━━━ 本文

乾燥パスタ製造に最適と言われる南イタリア産のものはまさしくかねてより高品質のものを生み出しているが、そこには恵まれた気候の恩恵だけでなく、職人の洗練された技量が大きく仕上がりに反映している。
ここでは中でも知識と経験が豊富なナポリの伝統的な乾燥方法を解説しよう。
とは言え、その製法は何もナポリに限ったものでは無く、乾燥パスタ製造という事において言えば地域を問わず共通した手法でもある。
だが、数ある乾燥パスタの産地を押しのけ、ナポリが乾燥パスタの聖地と呼ばれる理由とイメージを足早ではあるが捉えて頂けると幸いだ。
ちなみにここでいうところのナポリとはナポリそのものだけではなくその近郊の名産地グラニャーノ、トッレ・アンヌンツィアータ、トッレ・デル・グレコなども含めたものとして踏まえてもらいたい。
生地の「練る」「成形」の工程を経て出来上がったパスタ(ここでは乾燥技術としてより難しいロングパスタを例にとる)は、即座に専用の竿や棒にU字で下に垂らすようにズラリとひっかけて棚に並べられる。

━━━━━━
━━━ 提供データ

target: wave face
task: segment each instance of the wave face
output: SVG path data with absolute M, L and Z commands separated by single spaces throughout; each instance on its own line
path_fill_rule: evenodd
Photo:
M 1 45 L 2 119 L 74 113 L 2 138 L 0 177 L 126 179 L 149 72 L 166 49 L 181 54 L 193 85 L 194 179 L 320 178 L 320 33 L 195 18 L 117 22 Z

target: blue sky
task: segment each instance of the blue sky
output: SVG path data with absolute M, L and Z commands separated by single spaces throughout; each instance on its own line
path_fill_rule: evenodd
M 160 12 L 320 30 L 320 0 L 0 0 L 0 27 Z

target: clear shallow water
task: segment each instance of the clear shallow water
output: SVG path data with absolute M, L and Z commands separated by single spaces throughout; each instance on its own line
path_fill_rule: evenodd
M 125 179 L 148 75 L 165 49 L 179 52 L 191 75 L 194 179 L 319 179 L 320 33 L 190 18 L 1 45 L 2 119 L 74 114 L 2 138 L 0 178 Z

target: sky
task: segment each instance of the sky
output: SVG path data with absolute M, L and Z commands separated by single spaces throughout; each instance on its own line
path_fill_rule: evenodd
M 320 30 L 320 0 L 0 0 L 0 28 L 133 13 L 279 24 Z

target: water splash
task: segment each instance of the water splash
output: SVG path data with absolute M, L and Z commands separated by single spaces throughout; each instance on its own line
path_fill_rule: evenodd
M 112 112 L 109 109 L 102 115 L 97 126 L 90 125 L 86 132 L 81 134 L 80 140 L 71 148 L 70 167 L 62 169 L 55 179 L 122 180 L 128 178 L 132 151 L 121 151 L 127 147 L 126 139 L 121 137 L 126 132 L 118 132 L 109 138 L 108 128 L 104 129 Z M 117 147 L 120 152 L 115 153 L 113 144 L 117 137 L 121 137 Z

━━━━━━

- 目的 1:
本文のうち「ちなみにここでいうところのナポリとは」で始まる段落を、主な事実を残したまま短く書き直すこと。
- 目的 2:
ナポリの乾燥パスタに関する本文で、乾燥の例として取り上げているパスタの種類は何か。
- 目的 3:
ナポリの乾燥パスタに関する本文を、最後の文の後から書き継ぐこと。

- 最終結果 1:
ここでの「ナポリ」は、ナポリ市だけでなく、近郊の名産地グラニャーノ、トッレ・アンヌンツィアータ、トッレ・デル・グレコなども含む。

- 最終結果 2:
乾燥技術としてより難しいロングパスタ。

- 最終結果 3:
第一の工程ではそれらの表面をまず天日干しで乾かす。
第二の工程では、それらを今度は適度に湿度が保たれた日陰や室内の涼しい場所へ移し休ませる。
第一、第二の工程を適時繰り返し、第三の工程で最終的な乾燥を施す。これが大まかな昔ながらの乾燥パスタ製造の流れであり、繰り返すがナポリだけの製法ではない。
ではナポリでは何が違うのか?
まず第一の工程を見てみる。
乾かすといっても、ただ天日に当てっぱなしで表面から内部まで乾かしていくだけのような単純作業ではない。
強い日差しでの急激な乾燥はひび割れや乾燥のムラ、また外側だけが硬くなりあたかも十分に乾燥したかのように見えて、内側に残された逃げ場のない水分による腐敗など、様々な問題が生じる。
そこで重要なのが適度の湿度を保った風の存在で、この一帯に吹くナポリ湾からの風が急激な乾燥から守ることで、結果、生地にダメージを与えること無くゆっくりと表面から内部へと乾燥してゆく。
第二の工程では涼しい場所で休ませている間に、乾燥して硬くなった部分がパスタ内部の水分を浸透圧の効果で吸い出すようにゆっくりと表面の方へ引き戻す現象を促し、生地全体に均一な水分と弾力性を回復させる。
この二つの工程を適時適度な回数を行うことで、ゆっくりとパスタから全体的に水分を減らしていくように乾燥させてゆく。
十分な強度に達したところで第三工程として最終的に完全な乾燥を完了させる、という仕組みだ。
工房が立ち並ぶ街中には棚に干されたパスタが道端狭しと並んでいた当時の姿を記録した資料も現存していて、その光景は実に圧巻である。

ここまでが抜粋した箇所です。